INFORMACIÓN REGISTRADA:
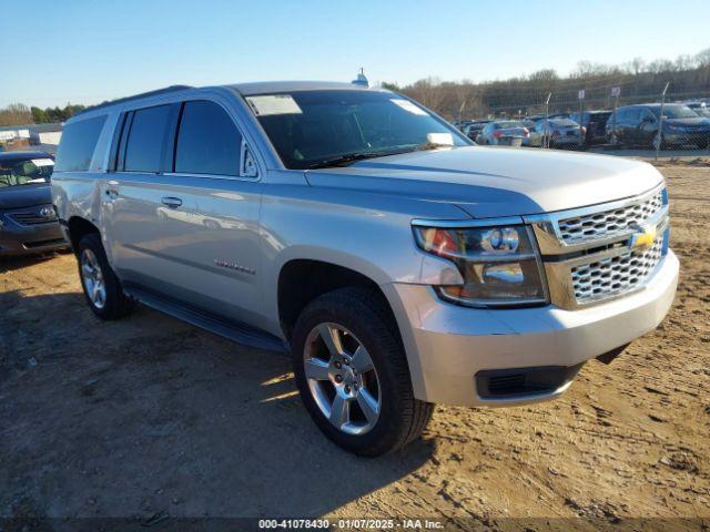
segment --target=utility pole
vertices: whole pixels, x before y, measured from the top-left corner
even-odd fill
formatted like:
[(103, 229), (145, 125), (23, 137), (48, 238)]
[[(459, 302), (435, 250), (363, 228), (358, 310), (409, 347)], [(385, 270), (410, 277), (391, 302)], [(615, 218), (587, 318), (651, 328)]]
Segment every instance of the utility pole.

---

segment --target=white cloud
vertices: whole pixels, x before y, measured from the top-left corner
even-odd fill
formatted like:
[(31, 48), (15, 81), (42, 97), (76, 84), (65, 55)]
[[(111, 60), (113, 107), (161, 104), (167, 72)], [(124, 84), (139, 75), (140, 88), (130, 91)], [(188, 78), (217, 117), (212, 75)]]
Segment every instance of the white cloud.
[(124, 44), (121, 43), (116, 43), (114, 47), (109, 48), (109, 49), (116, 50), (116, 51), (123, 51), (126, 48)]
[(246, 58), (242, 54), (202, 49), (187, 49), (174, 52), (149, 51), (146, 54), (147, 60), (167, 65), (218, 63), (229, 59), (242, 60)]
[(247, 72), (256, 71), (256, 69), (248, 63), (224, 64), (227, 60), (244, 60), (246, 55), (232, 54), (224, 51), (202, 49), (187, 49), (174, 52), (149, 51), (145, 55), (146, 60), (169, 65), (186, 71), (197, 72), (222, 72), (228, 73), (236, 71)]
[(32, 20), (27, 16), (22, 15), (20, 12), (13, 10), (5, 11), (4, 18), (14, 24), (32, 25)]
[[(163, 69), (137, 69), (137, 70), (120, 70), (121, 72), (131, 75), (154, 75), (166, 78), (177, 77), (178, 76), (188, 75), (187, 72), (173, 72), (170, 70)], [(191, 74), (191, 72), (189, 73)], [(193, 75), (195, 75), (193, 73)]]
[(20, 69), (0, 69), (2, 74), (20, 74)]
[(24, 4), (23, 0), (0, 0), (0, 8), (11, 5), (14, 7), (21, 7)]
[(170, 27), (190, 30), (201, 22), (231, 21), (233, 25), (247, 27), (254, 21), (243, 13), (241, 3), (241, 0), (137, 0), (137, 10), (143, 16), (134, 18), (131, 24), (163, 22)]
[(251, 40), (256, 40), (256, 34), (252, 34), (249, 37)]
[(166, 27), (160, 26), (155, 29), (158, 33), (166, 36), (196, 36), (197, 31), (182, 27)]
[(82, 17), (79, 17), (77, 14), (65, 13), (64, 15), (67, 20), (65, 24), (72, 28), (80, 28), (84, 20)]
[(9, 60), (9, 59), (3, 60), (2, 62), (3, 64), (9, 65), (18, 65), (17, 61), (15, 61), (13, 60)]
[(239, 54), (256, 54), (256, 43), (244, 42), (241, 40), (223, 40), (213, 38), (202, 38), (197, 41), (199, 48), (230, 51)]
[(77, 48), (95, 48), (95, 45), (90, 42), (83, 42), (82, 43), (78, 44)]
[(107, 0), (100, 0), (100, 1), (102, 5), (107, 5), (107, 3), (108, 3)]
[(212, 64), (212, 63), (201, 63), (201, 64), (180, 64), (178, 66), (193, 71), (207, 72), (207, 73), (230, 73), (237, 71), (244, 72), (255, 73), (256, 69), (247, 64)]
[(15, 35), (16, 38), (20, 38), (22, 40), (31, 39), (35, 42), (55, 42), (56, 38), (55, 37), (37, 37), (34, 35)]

OBJETIVO: Reproduzca las líneas comenzando en la que contiene "segment --target=utility pole" y terminando en la que contiene "Segment every instance of the utility pole.", y renombre "utility pole" como "telephone pole". Deje intacto todo lo demás.

RESULTADO DEL EJERCICIO:
segment --target=telephone pole
vertices: whole pixels, x before y, measured from the top-left corner
even-odd fill
formatted like:
[(103, 229), (145, 125), (23, 137), (48, 238)]
[[(459, 302), (435, 250), (363, 228), (358, 310), (409, 347)], [(385, 270), (410, 277), (391, 302)], [(615, 218), (587, 318), (651, 328)]]
Segment every instance of the telephone pole.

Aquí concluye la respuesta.